#### EXTRACTED INFORMATION

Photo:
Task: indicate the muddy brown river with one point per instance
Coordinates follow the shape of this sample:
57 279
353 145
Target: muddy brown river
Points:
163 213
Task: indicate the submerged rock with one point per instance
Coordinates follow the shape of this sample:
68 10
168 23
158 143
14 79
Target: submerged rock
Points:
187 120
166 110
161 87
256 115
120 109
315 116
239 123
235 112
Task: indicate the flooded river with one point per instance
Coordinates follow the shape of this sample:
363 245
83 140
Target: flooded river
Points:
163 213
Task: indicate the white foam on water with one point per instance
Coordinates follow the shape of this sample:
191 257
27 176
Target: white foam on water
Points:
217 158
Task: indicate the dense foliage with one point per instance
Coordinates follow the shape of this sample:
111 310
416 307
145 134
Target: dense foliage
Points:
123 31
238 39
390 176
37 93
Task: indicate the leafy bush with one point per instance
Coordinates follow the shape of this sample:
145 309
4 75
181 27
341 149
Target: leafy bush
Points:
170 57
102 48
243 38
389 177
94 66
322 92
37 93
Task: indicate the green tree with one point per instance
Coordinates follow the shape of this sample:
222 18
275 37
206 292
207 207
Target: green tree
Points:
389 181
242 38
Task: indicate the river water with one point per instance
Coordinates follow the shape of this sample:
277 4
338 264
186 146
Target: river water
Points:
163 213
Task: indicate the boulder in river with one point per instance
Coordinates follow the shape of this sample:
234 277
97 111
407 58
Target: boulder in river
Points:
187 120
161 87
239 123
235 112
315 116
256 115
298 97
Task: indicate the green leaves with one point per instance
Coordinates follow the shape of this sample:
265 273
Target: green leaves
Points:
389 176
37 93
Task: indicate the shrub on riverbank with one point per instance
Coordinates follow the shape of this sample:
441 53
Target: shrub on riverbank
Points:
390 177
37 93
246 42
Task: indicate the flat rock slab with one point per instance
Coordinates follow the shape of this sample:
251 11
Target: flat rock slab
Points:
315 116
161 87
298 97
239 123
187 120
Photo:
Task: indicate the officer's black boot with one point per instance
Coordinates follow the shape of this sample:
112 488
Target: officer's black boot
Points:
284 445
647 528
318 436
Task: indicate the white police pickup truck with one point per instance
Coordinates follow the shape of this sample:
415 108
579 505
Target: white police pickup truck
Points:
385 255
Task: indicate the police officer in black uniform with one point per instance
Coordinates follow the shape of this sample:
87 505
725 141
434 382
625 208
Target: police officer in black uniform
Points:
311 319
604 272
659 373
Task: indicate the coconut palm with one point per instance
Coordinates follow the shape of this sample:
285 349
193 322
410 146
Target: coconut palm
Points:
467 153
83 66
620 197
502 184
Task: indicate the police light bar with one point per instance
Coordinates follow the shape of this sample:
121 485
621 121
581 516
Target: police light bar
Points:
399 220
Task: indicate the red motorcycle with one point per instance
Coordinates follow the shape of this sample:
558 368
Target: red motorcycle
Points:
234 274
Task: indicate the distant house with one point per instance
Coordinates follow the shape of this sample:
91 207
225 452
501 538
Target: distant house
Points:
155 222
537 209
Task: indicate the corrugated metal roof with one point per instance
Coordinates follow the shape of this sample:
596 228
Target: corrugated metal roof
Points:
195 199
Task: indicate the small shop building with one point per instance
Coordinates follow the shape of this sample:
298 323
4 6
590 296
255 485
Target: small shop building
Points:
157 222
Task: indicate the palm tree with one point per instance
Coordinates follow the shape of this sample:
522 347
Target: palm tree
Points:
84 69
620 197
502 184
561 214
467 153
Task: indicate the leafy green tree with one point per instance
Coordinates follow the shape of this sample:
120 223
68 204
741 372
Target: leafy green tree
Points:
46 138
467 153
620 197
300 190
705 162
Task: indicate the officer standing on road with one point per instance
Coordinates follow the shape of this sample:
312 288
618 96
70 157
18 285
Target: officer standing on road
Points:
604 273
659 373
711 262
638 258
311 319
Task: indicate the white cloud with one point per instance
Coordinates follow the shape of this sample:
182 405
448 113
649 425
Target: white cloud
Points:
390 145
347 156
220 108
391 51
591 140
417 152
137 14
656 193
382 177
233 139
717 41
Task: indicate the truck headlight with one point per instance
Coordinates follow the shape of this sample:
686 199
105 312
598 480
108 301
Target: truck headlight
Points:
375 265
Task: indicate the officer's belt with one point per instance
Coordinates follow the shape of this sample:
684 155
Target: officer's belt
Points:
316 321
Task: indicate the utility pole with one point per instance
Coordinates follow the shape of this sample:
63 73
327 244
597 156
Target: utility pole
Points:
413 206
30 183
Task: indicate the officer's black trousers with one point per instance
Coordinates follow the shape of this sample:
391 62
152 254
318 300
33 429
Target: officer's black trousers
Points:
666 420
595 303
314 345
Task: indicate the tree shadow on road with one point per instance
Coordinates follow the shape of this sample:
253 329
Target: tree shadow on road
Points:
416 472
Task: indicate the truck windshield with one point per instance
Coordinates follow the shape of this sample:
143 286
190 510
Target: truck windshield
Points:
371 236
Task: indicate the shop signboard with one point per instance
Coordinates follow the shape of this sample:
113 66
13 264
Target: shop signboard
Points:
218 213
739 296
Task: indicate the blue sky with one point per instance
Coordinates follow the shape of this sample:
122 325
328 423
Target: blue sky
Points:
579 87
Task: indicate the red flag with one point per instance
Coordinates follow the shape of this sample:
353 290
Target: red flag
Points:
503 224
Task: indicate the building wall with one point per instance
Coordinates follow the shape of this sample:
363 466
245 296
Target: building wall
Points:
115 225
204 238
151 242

#### PROBLEM DETAILS
Every line above in which the word "flooded" occurs needs to be copied.

#### SOLUTION FOR THIS EXERCISE
Task: indicate the flooded river with one point per instance
Target: flooded river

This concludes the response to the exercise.